* [Extract]:
%%

Turnbull knew that the ironworks were a refuge for Rebels, as well as a source of weapons in the upcountry and that the time had come to deal with it. The British officer ordered Huck with a mobile force of British Legion cavalry and sixty mounted Loyalist militia under the newly commissioned Captain Abraham Floyd to march on Hill's Ironworks and to destroy it along with any Whig forces in the area.

Huck and his Loyalist forces set out early the next morning on Friday, June 16th.

At the ironworks, Colonel Hill received word that now General Thomas Sumter was north in Salisbury, recruiting men and preparing to join Patriot General Griffith Rutherford, who commanded the Salisbury Militia Brigade, at Charlotte for a major attack against Loyalist forces near Ramsour's Mill.

Hill made plans to rendezvous with Rutherford at Tuckasegee Ford on the Catawba River in North Carolina. He left about 15 men to guard the place, taking the rest of his militia north, unaware that Huck and his Loyalists were on their way to the ironworks.


The Destruction Of Hill's Ironworks

After securing his camp, Captain Huck set out for Hill's Ironworks in the early morning hours of Saturday, June 17th. Employing a local loyalist named John Dennis as a guide, Huck's men made their way into the New Acquisition District.

%%

* [What you are asked to do]:
Could you quote the Hill's Ironworks passage, everything from "After securing his" down to "New Acquisition District."?

* [Information given]:
%%

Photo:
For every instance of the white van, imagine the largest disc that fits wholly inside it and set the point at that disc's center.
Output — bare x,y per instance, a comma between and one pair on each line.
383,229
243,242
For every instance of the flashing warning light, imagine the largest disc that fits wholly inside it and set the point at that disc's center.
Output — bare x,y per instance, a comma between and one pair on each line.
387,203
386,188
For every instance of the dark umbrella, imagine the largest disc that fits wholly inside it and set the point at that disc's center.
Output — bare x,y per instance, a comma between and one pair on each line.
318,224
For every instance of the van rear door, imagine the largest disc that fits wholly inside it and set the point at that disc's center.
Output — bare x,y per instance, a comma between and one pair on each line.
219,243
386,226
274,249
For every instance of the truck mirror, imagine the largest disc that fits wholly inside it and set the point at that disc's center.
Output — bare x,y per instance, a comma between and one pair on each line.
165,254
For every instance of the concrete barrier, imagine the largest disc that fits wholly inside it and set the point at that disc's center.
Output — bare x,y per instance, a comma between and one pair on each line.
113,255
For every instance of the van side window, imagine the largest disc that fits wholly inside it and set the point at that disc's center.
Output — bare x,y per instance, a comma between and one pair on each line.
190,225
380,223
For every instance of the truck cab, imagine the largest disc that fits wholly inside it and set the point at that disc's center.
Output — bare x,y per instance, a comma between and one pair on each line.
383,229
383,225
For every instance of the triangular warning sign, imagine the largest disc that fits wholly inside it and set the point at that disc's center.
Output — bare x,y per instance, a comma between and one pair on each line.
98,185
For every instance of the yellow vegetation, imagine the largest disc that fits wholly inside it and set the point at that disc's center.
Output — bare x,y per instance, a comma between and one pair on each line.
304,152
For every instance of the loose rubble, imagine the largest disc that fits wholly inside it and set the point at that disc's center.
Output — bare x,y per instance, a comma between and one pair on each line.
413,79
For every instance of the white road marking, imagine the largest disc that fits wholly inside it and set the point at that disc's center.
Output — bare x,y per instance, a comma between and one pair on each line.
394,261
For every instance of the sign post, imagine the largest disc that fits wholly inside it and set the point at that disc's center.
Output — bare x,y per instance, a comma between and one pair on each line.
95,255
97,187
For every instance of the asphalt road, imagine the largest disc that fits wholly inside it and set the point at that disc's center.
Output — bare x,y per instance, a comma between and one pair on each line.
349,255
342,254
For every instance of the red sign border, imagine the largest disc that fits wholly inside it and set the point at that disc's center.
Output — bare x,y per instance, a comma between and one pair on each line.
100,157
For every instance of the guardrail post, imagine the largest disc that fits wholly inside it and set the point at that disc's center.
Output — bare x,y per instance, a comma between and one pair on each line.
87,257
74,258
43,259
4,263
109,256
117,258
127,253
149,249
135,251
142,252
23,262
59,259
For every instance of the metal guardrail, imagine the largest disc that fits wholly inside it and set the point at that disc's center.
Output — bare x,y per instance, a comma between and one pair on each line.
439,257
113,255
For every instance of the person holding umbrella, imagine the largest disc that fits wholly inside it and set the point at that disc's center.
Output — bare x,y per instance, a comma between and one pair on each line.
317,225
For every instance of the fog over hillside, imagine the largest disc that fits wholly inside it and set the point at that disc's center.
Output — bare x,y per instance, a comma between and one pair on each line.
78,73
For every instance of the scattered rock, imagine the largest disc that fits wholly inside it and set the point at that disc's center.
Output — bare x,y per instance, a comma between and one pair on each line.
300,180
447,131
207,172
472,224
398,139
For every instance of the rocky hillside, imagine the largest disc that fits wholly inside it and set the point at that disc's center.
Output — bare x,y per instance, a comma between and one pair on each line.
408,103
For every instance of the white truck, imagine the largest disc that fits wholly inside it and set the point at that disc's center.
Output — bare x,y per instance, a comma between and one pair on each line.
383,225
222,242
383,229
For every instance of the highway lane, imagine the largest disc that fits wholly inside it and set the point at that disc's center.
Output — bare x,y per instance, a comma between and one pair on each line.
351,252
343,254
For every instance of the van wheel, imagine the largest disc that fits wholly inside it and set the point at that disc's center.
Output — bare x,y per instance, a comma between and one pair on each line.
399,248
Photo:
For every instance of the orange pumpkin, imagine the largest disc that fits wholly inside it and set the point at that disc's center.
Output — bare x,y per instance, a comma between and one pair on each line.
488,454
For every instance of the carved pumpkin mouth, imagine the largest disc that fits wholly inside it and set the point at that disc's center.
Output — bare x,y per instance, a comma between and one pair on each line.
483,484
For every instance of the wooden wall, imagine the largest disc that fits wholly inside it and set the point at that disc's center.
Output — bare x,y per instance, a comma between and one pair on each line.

%%

* [Solved problem]:
After securing his camp, Captain Huck set out for Hill's Ironworks in the early morning hours of Saturday, June 17th. Employing a local loyalist named John Dennis as a guide, Huck's men made their way into the New Acquisition District.